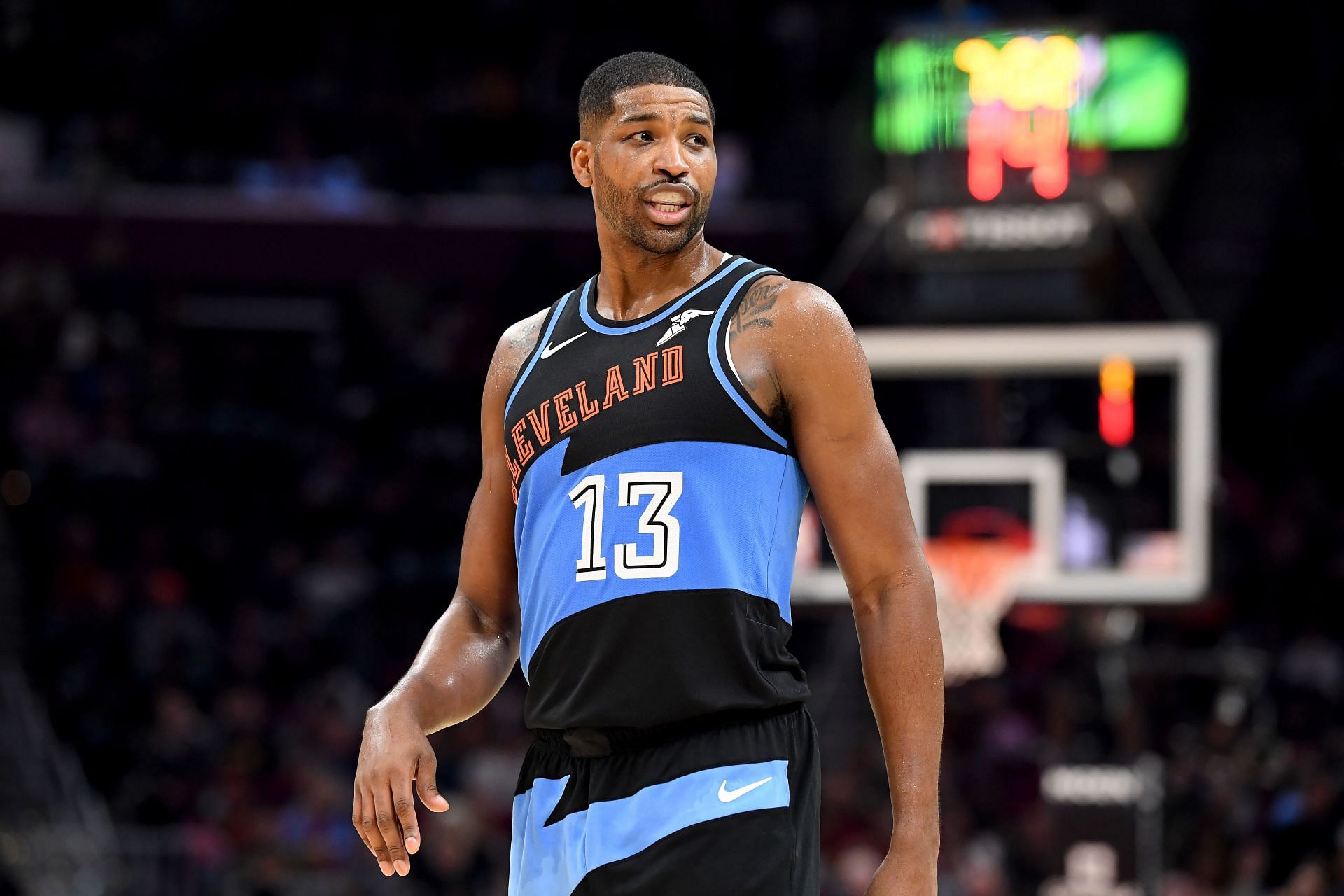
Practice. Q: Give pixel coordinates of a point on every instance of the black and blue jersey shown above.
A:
(657, 517)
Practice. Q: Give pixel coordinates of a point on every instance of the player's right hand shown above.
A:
(393, 754)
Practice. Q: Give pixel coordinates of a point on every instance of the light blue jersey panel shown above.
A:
(734, 526)
(550, 860)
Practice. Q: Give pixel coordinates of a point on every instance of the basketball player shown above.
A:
(648, 444)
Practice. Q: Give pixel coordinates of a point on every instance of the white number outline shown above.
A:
(656, 520)
(663, 491)
(588, 496)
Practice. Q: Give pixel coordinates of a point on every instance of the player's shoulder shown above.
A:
(517, 343)
(790, 308)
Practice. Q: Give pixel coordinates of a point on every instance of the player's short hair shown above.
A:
(634, 70)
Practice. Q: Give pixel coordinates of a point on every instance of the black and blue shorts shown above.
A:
(726, 805)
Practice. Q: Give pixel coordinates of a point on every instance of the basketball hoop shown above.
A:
(977, 566)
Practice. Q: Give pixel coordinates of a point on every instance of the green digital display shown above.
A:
(1114, 92)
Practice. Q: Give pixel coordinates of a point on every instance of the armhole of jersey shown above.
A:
(721, 358)
(547, 327)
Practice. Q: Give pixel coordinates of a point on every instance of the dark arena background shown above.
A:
(254, 260)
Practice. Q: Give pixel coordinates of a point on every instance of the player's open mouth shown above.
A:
(668, 213)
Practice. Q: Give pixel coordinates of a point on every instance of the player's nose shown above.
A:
(670, 160)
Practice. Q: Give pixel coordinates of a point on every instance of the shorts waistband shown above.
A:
(594, 742)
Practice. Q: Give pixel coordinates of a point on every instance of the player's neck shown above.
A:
(635, 282)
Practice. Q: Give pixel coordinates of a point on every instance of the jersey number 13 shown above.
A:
(662, 491)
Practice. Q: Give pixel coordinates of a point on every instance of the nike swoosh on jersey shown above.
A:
(553, 349)
(729, 796)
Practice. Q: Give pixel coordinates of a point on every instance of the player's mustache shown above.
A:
(644, 190)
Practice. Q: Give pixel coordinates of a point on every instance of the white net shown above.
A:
(976, 582)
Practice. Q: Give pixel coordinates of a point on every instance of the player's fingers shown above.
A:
(386, 820)
(372, 836)
(356, 818)
(403, 804)
(426, 771)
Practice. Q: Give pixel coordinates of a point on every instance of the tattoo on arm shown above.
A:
(756, 311)
(756, 307)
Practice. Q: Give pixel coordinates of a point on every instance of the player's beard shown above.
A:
(624, 211)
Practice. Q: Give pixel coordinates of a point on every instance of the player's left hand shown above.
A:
(897, 876)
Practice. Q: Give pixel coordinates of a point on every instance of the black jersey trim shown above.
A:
(553, 316)
(594, 321)
(722, 362)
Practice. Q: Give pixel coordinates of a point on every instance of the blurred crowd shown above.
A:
(234, 540)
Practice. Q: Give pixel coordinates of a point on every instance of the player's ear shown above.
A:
(581, 162)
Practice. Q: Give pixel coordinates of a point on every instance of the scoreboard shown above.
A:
(1041, 101)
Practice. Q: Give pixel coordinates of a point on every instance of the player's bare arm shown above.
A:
(465, 657)
(800, 359)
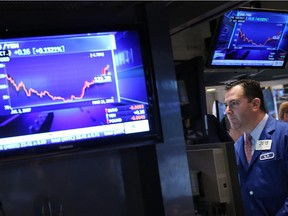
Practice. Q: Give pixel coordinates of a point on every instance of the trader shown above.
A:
(283, 111)
(263, 170)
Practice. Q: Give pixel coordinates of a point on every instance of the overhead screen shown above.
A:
(62, 91)
(251, 38)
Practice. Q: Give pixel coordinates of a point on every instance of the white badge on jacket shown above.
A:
(263, 144)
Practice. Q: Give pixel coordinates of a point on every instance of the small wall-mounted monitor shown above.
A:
(250, 38)
(79, 89)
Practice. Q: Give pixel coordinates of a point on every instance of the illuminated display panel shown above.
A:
(251, 38)
(71, 88)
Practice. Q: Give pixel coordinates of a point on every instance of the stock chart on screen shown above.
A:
(71, 87)
(252, 38)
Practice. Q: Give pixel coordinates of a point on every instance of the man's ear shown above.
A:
(256, 102)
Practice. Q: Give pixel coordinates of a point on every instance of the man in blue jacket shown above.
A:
(263, 170)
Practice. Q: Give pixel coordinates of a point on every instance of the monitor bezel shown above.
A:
(153, 136)
(215, 35)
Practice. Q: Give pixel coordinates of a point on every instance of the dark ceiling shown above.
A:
(182, 15)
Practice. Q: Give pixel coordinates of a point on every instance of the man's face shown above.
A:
(239, 110)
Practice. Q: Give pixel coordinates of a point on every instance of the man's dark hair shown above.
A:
(252, 89)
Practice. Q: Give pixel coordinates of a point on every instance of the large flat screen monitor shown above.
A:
(250, 38)
(68, 90)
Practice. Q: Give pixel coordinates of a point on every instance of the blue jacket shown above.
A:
(264, 183)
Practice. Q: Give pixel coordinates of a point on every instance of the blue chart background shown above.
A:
(229, 45)
(64, 75)
(260, 35)
(61, 75)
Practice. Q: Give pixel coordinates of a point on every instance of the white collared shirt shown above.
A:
(255, 134)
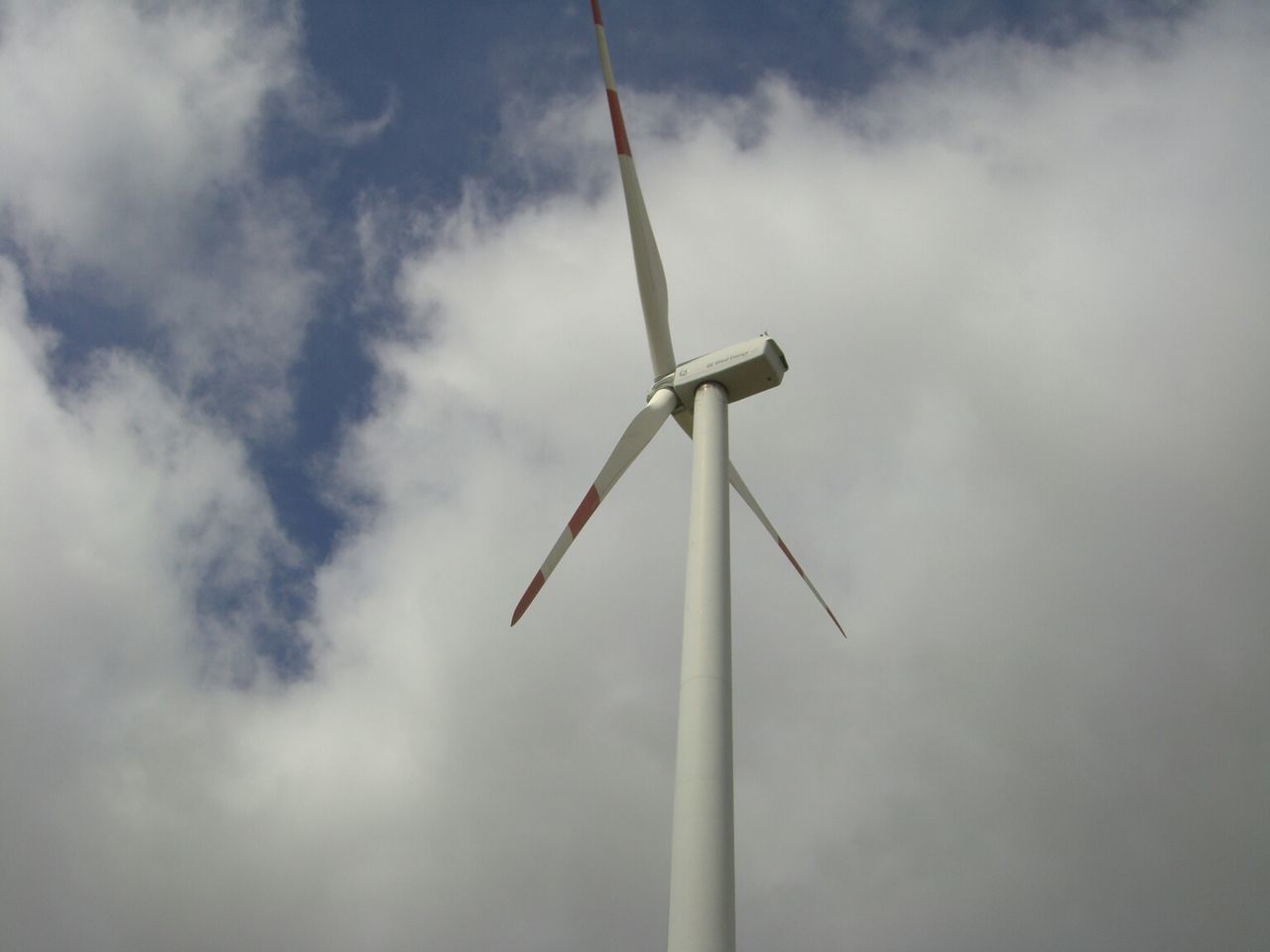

**EXERCISE DESCRIPTION**
Please convert every line of the entries above into a Markdown table with two columns, Row and Line, where Row holds the line number and blank lines are omitted. Leave the pictures out of the table.

**ANSWER FOR THE TASK**
| Row | Line |
|---|---|
| 1 | Practice. Q: Give pixel coordinates of a point on every instance of the black and blue jersey shown above. |
| 2 | A: |
| 3 | (657, 517) |
| 4 | Practice. Q: Give pixel coordinates of a point on every instance of the player's right hand shown above. |
| 5 | A: |
| 6 | (393, 754) |
| 7 | Practice. Q: Give pixel coordinates of a point on every instance of the light blue jersey panel shown above. |
| 8 | A: |
| 9 | (734, 526) |
| 10 | (550, 860) |
| 11 | Practice. Q: Give pixel coordinates of a point on every instance of the basketball player shown above. |
| 12 | A: |
| 13 | (648, 444) |
| 14 | Practice. Q: Give pixel coordinates of a point on every instance of the white number outline shown above. |
| 15 | A: |
| 16 | (656, 520) |
| 17 | (663, 491) |
| 18 | (588, 496) |
| 19 | Practice. Q: Give pixel coordinates of a point on every instance of the player's shoulder shown above. |
| 20 | A: |
| 21 | (517, 343) |
| 22 | (790, 308) |
| 23 | Practice. Q: Give pixel coordinates of a point on every instance of the player's short hair shown above. |
| 24 | A: |
| 25 | (634, 70) |
| 26 | Practice. Q: Give pixel coordinates of a point on every instance of the black and blue shorts shown above. |
| 27 | A: |
| 28 | (726, 805) |
| 29 | Practice. Q: Give pixel coordinates of a point on every instance of the basketball hoop shown above. |
| 30 | A: |
| 31 | (977, 566) |
| 32 | Practice. Q: Give pixel coordinates of a point on every instance of the green digital display shown above. |
| 33 | A: |
| 34 | (1114, 92) |
| 35 | Practice. Q: Give pixel coordinates of a point on every instance of the armhole of jersey shown above. |
| 36 | A: |
| 37 | (721, 358) |
| 38 | (547, 327) |
| 39 | Practice. Q: Give pixel coordinates of a point on every instance of the dark arena background shown above. |
| 40 | A: |
| 41 | (254, 260) |
| 42 | Practice. Q: Give pixel coordinates of a point on every instance of the player's open mouth shown above. |
| 43 | A: |
| 44 | (668, 213) |
| 45 | Practice. Q: Give pixel coordinates of a point on every instance of the player's nose shown above. |
| 46 | A: |
| 47 | (670, 160) |
| 48 | Practice. Q: Give pixel coordinates of a point on every instance of the shorts waistband shown above. |
| 49 | A: |
| 50 | (594, 742) |
| 51 | Practice. Q: Give pixel coordinates of a point on every instance of the player's neck shown above. |
| 52 | A: |
| 53 | (635, 282) |
| 54 | Practice. Q: Give pixel coordinates of a point on every instance of the jersey number 13 shown above. |
| 55 | A: |
| 56 | (662, 491) |
| 57 | Practice. Q: Give pixel coordinates of a point on every instance of the nike swoosh on jersey shown above. |
| 58 | A: |
| 59 | (553, 349) |
| 60 | (729, 796) |
| 61 | Practice. Q: Give pixel coordinates of a point on every instance of the player's mustache shown above. |
| 62 | A: |
| 63 | (644, 190) |
| 64 | Practice. Q: Give pixel coordinates of a point on every instance of the white net shown above. |
| 65 | A: |
| 66 | (976, 582) |
| 67 | Practice. Q: Give pixel coordinates of a point on every instance of the player's fingers shown above. |
| 68 | A: |
| 69 | (386, 820) |
| 70 | (372, 836) |
| 71 | (356, 818) |
| 72 | (403, 804) |
| 73 | (426, 771) |
| 74 | Practice. Q: Give pixel coordinates of a point on every instance of the tattoo on arm shown above. |
| 75 | A: |
| 76 | (756, 311) |
| 77 | (756, 307) |
| 78 | Practice. Q: Give pixel coordinates of a point on every instance of the player's beard shown above. |
| 79 | A: |
| 80 | (624, 211) |
| 81 | Practice. Q: Give pixel coordinates of a point on every instance of the player's left hand shown above. |
| 82 | A: |
| 83 | (897, 876) |
| 84 | Practice. Q: Give pixel coordinates of a point on every instance of the black jersey trim shown above. |
| 85 | A: |
| 86 | (553, 316) |
| 87 | (594, 321) |
| 88 | (722, 362) |
| 89 | Practice. Q: Give pixel coordinates of a point on every instance of the blurred crowd shown above. |
| 90 | A: |
| 91 | (234, 540) |
| 92 | Practice. Q: Give pixel coordinates of a point on every instance of the player's ear shown above. |
| 93 | A: |
| 94 | (581, 162) |
| 95 | Practice. Q: Give pixel coordinates of a point on every instance of the scoreboard shown above. |
| 96 | A: |
| 97 | (1041, 101) |
| 98 | Practice. Q: Give pixel coordinates of a point on every instance of the player's bare arm shown above. |
| 99 | A: |
| 100 | (465, 657) |
| 101 | (800, 359) |
| 102 | Practice. Q: Give pixel coordinates of a point on every instance of the trader shown above. |
| 103 | A: |
| 104 | (283, 111) |
| 105 | (263, 170) |
| 106 | Practice. Q: Give pixel coordinates of a point on every instance of the overhead screen shown above. |
| 107 | A: |
| 108 | (62, 91) |
| 109 | (251, 38) |
| 110 | Practice. Q: Give pixel coordinates of a point on every instance of the white badge on jacket shown above. |
| 111 | A: |
| 112 | (263, 144) |
| 113 | Practice. Q: Give pixel coordinates of a point on every instance of the small wall-mounted monitor shown above. |
| 114 | A: |
| 115 | (250, 38) |
| 116 | (79, 89) |
| 117 | Practice. Q: Give pixel coordinates of a point on every instance of the illuminated display panel shown above. |
| 118 | A: |
| 119 | (251, 38) |
| 120 | (71, 88) |
| 121 | Practice. Q: Give pixel coordinates of a point on every instance of the stock chart on screen shown above. |
| 122 | A: |
| 123 | (71, 87) |
| 124 | (252, 38) |
| 125 | Practice. Q: Give pixel coordinates of a point on every instance of the man's ear shown above. |
| 126 | A: |
| 127 | (256, 102) |
| 128 | Practice. Q: Give pixel coordinates of a point on every instance of the man in blue jacket shown above. |
| 129 | A: |
| 130 | (263, 170) |
| 131 | Practice. Q: Give pixel coordinates of a point on every instance of the monitor bezel shown above. |
| 132 | A: |
| 133 | (153, 136) |
| 134 | (215, 35) |
| 135 | Practice. Q: Give pixel coordinates of a point on every instance of the dark ceiling shown above. |
| 136 | A: |
| 137 | (182, 15) |
| 138 | Practice. Q: Give pixel coordinates of a point on every instance of the man's face shown above. |
| 139 | A: |
| 140 | (239, 110) |
| 141 | Practice. Q: Give pixel coordinates of a point on every instance of the man's dark hair shown above. |
| 142 | A: |
| 143 | (252, 89) |
| 144 | Practice. Q: Give pixel coordinates of a point on every instance of the large flat screen monitor shown above. |
| 145 | A: |
| 146 | (250, 38) |
| 147 | (68, 90) |
| 148 | Practice. Q: Give pixel coordinates of a point on every instance of the blue jacket shown above. |
| 149 | A: |
| 150 | (264, 183) |
| 151 | Practice. Q: Give pixel coordinates of a point on every instance of the blue chart background shown above. |
| 152 | A: |
| 153 | (229, 45) |
| 154 | (64, 75) |
| 155 | (260, 35) |
| 156 | (61, 75) |
| 157 | Practice. Q: Give pixel coordinates of a point on every instance of the white collared shirt shown above. |
| 158 | A: |
| 159 | (255, 134) |